__TO DO__: Count the lines below that contain the string "side", treating uppercase and lowercase as different, and reply with the number only.

Collected data entries:

===

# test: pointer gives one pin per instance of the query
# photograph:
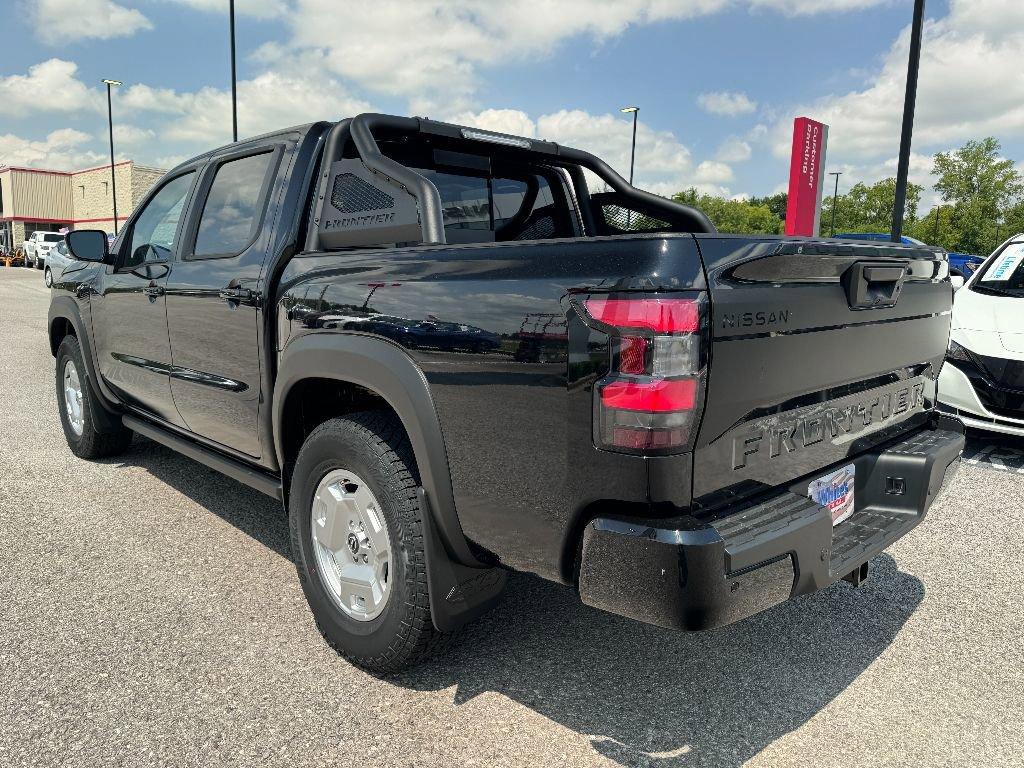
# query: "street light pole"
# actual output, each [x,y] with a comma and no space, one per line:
[633,156]
[837,174]
[633,150]
[235,92]
[910,98]
[110,124]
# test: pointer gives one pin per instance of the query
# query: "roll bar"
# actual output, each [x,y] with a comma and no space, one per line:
[359,130]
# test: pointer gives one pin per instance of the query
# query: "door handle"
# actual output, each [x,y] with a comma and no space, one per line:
[239,295]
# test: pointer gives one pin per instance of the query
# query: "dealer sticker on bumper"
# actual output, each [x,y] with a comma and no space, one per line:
[835,492]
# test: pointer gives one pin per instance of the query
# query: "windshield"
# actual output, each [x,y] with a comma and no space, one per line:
[1004,274]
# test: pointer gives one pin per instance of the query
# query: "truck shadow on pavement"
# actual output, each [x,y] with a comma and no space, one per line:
[641,695]
[648,696]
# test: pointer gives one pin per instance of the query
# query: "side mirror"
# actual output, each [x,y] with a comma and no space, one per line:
[88,245]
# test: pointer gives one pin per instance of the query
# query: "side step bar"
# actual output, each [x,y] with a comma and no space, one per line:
[262,481]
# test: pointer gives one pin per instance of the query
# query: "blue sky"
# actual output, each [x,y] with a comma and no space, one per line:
[718,81]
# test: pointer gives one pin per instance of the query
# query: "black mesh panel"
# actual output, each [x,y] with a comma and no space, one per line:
[352,195]
[627,220]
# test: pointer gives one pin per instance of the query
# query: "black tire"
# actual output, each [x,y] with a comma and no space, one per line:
[374,445]
[91,443]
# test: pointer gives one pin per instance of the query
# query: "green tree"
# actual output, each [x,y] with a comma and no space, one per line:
[733,216]
[869,208]
[776,204]
[982,188]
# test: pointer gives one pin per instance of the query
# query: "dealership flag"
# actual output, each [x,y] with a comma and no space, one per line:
[807,170]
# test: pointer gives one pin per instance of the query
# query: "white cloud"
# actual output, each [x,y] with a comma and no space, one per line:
[807,7]
[713,172]
[255,8]
[726,102]
[62,150]
[266,102]
[971,85]
[49,86]
[733,150]
[58,22]
[131,135]
[664,165]
[417,47]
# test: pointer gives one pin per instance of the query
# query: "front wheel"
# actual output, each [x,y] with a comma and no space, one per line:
[75,400]
[357,539]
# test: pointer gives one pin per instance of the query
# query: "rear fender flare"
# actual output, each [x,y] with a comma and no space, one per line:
[384,369]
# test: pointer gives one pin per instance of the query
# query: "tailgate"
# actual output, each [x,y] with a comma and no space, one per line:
[819,351]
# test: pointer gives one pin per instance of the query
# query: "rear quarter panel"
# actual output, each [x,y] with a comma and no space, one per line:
[515,407]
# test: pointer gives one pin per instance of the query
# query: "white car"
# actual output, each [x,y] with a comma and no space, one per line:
[982,380]
[57,259]
[38,247]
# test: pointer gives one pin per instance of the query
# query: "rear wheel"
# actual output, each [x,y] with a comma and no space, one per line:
[75,401]
[357,539]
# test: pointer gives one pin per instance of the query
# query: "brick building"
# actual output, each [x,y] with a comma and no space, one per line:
[33,199]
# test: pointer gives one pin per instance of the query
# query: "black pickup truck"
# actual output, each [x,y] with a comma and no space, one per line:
[451,352]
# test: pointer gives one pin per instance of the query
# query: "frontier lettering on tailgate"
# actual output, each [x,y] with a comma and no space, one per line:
[771,439]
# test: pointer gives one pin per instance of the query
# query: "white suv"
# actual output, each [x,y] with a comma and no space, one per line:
[38,246]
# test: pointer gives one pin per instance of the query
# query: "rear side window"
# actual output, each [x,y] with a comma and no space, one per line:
[233,207]
[478,208]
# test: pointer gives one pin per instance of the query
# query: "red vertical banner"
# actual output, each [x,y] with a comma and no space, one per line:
[807,169]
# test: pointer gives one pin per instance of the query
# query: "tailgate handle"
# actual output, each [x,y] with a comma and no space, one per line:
[872,285]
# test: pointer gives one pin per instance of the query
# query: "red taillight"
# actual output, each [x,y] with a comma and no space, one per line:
[657,314]
[650,399]
[656,396]
[633,354]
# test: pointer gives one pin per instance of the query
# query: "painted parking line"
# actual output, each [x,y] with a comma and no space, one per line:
[1006,457]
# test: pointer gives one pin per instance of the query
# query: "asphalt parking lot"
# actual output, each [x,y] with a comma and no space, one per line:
[150,614]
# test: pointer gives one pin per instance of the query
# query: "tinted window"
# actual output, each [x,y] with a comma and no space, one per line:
[498,205]
[155,231]
[231,214]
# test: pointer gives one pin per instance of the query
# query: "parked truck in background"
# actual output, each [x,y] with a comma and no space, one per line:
[38,246]
[686,427]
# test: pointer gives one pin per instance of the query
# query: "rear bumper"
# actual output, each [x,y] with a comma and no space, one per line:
[688,574]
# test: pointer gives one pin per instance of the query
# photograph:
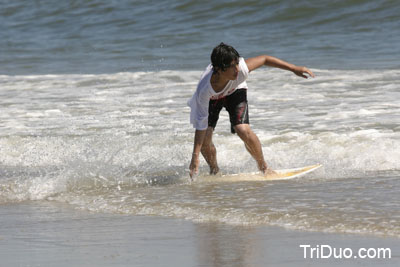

===

__COMPLETED EXERCISE__: 3